BRANO PROPOSTO
· · · · · · ·

|
E NOI VI ANNUNCIAMO…
(At 13,32)
Carissimi catechisti, sabato 4
aprile ci troveremo insieme ai nostri ragazzi, in giro per la città di Roma, in
cerca della Basilica di San Paolo fuori le mura per vivere il Giubileo di San
Paolo, in quest’anno 2009, accogliendo l’invito che ci ha fatto Papa Benedetto
XVI.
La figura di San Paolo è
straordinariamente ricca sia per la personalità di quest’uomo, sia per la
missione che gli è stata affidata da Gesù, portare la Buona Novella fino ai
confini della terra, cioè, predicare ai pagani. Lo scopo della lettura che vi
propongo, non è altro che quello di aiutarci a vivere meglio il nostro giubileo
Paolino, conoscendo più a fondo la figura del nostro Santo Apostolo. Quindi,
buona lettura e buon giubileo!

· · · · · · ·

ESERCIZIO PROPOSTO A
Seleziona ogni riga che contiene la stringa "handle", distinguendo tra maiuscole e minuscole.
Le righe non hanno alcun legame con il brano.

RIGHE FORNITE
· · · · · · ·

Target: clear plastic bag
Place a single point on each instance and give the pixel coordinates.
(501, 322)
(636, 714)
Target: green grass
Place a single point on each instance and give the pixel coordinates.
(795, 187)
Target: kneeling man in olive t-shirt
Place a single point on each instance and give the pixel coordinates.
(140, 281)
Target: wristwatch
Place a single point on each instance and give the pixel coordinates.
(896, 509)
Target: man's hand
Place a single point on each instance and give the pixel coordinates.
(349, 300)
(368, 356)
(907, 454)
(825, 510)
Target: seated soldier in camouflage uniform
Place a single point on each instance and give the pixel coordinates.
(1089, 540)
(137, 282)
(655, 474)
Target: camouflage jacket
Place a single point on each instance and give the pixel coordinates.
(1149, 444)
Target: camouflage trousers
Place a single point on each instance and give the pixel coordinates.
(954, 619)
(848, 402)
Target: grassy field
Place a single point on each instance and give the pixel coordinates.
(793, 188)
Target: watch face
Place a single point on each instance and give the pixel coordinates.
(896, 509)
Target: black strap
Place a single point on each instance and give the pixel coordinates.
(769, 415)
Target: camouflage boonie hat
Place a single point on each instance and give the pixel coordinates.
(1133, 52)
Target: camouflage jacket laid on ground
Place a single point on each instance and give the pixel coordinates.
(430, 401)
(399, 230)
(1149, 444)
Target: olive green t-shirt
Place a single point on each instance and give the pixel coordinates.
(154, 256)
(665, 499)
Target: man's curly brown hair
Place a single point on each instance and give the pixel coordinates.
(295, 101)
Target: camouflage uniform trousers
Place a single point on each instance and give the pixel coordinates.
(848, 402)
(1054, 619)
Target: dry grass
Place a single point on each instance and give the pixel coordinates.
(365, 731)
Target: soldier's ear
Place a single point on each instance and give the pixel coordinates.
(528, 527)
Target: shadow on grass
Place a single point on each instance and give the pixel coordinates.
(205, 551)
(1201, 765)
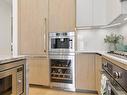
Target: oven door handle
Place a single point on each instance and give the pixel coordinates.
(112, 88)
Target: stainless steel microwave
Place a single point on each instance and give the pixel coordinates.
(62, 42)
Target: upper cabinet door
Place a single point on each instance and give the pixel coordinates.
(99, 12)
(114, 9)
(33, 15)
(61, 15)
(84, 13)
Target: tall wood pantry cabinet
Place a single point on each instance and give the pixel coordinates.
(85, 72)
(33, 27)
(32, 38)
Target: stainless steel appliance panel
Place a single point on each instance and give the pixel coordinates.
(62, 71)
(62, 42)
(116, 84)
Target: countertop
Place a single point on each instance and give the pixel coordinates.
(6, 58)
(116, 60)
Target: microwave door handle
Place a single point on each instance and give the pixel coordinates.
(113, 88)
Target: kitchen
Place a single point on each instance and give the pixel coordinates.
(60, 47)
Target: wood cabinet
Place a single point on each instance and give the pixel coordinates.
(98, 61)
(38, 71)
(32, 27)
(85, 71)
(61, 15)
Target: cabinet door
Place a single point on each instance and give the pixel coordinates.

· · · · · · ·

ESERCIZIO PROPOSTO B
Secondo il brano, quale basilica andranno a cercare i catechisti insieme ai ragazzi?

RISPOSTA CORRETTA A
Target: oven door handle
Target: microwave door handle

RISPOSTA CORRETTA B
La Basilica di San Paolo fuori le mura.